What you are asked to do: Please copy each line below that contains the word "mirror".

Excerpted data:
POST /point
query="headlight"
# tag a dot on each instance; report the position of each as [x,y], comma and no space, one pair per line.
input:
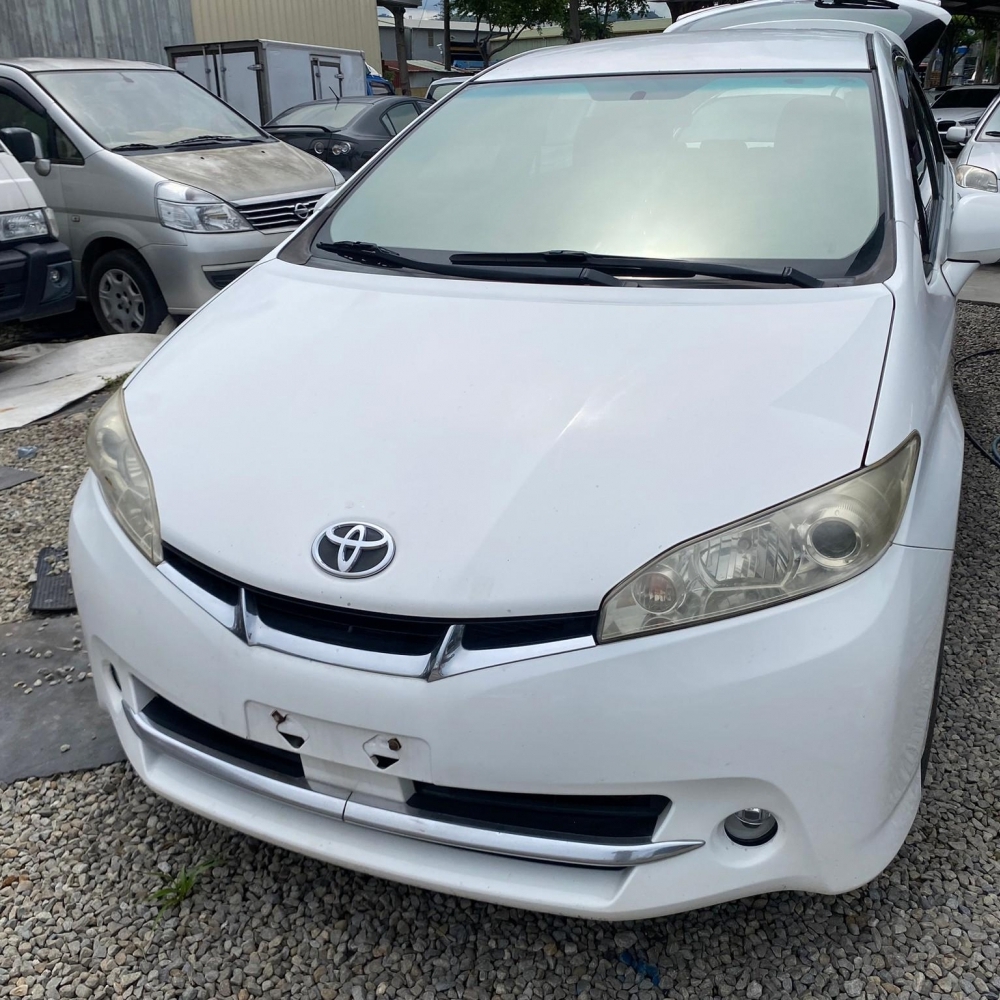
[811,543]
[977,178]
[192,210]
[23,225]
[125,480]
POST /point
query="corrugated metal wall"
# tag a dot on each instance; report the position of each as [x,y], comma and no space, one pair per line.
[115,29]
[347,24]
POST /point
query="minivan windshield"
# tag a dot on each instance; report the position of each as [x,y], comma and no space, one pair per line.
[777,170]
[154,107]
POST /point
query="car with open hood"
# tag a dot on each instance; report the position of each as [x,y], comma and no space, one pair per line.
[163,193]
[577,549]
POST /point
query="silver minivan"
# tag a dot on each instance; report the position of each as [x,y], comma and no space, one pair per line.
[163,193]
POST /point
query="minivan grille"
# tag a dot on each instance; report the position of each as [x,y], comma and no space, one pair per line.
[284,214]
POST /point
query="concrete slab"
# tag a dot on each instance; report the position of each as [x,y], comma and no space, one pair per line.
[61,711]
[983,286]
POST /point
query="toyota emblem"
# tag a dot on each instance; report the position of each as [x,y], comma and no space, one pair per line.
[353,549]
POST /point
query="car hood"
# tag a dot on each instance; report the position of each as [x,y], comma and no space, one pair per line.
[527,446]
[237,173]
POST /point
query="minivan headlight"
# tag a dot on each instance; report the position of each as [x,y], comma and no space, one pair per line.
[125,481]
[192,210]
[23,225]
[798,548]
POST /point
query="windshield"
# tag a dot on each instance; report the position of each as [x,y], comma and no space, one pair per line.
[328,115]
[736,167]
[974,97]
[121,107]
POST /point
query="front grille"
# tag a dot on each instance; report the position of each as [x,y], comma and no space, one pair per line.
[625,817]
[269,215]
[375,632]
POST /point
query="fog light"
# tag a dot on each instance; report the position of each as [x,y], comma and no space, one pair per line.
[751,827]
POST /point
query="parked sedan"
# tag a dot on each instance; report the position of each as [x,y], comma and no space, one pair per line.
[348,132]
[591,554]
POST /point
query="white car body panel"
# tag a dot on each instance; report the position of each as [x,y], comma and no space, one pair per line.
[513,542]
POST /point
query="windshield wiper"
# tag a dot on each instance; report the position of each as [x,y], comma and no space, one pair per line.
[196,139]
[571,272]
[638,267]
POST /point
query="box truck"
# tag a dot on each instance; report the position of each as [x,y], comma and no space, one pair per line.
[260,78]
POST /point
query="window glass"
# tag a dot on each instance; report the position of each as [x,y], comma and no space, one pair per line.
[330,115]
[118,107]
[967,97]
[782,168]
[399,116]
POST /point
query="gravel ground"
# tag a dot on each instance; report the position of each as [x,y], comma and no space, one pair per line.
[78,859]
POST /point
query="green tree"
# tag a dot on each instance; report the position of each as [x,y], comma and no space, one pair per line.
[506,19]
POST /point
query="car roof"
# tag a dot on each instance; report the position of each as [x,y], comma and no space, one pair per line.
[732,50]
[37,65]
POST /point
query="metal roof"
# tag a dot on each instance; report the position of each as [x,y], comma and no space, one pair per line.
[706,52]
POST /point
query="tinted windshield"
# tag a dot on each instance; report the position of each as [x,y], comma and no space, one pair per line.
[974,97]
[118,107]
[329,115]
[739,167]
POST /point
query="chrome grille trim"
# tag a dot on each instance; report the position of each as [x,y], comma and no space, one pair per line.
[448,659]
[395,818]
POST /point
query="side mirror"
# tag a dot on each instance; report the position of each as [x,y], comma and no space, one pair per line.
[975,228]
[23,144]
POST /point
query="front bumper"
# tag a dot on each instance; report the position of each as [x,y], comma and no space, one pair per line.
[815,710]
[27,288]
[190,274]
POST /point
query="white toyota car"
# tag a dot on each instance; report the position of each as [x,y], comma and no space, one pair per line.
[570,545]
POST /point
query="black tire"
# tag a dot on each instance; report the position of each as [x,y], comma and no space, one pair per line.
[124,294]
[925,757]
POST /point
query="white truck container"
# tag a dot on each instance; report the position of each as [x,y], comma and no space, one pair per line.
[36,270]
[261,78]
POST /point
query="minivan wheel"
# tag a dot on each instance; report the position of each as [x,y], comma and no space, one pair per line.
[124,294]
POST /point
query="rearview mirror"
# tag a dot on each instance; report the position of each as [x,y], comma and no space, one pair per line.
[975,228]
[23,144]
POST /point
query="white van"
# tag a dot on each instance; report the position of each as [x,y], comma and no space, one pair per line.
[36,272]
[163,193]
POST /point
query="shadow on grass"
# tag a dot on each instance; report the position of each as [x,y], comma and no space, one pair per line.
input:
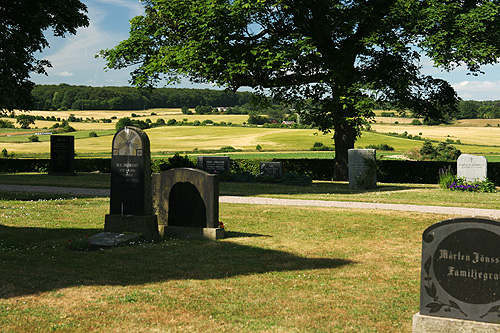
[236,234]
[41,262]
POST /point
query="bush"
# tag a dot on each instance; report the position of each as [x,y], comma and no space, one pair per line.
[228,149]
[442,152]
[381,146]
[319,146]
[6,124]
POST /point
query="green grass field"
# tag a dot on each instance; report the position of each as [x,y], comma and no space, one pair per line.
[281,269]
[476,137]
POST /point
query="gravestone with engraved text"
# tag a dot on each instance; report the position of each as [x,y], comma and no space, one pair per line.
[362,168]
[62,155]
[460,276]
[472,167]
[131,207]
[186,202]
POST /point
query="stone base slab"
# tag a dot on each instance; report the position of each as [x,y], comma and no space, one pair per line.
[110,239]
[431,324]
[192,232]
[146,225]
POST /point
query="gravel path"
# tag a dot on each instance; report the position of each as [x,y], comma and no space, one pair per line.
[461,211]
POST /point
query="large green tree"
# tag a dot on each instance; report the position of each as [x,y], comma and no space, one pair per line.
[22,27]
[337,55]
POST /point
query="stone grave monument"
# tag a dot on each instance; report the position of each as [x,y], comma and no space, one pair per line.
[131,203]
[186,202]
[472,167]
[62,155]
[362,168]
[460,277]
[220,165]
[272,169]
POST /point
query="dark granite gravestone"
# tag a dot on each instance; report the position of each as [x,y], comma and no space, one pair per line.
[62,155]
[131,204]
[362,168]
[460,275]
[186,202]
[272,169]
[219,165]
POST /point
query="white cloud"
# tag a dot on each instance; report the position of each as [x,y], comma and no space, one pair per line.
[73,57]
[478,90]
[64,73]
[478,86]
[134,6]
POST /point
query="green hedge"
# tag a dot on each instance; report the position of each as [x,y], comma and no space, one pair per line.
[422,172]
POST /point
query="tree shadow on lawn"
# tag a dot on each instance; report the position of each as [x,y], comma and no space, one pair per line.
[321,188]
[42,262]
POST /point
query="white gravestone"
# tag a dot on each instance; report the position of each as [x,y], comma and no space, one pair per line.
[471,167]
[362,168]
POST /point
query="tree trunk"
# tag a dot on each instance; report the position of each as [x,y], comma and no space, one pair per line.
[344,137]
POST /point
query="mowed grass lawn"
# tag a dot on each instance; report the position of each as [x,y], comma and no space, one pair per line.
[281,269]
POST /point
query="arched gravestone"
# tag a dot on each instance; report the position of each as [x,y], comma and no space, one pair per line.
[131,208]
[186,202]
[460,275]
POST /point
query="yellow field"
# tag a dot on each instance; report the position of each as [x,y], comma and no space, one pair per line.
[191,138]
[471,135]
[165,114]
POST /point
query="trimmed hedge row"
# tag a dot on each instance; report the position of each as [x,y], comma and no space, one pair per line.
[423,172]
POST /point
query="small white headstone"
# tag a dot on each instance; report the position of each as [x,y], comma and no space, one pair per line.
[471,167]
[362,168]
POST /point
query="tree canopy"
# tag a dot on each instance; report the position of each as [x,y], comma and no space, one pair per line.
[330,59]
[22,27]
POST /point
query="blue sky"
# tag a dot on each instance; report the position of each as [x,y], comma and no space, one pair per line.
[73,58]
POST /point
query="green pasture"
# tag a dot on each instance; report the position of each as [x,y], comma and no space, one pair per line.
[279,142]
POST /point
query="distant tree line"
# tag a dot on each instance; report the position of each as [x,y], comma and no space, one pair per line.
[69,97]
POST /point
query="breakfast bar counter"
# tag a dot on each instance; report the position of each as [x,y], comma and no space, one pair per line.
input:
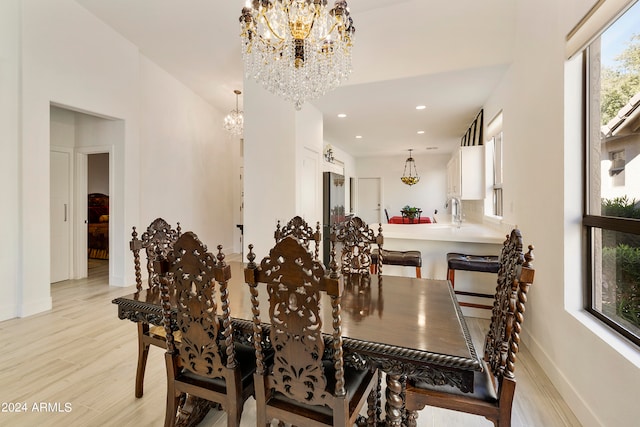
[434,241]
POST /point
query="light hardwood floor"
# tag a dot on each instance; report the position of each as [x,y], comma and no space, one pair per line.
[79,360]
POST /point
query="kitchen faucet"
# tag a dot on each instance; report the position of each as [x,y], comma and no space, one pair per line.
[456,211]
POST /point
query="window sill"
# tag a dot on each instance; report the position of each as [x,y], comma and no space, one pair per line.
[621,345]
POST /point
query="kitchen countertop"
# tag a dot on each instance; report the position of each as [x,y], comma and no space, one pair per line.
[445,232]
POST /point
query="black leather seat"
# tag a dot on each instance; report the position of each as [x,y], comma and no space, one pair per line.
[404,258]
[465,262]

Answer area:
query="side mirror"
query="rearview mirror"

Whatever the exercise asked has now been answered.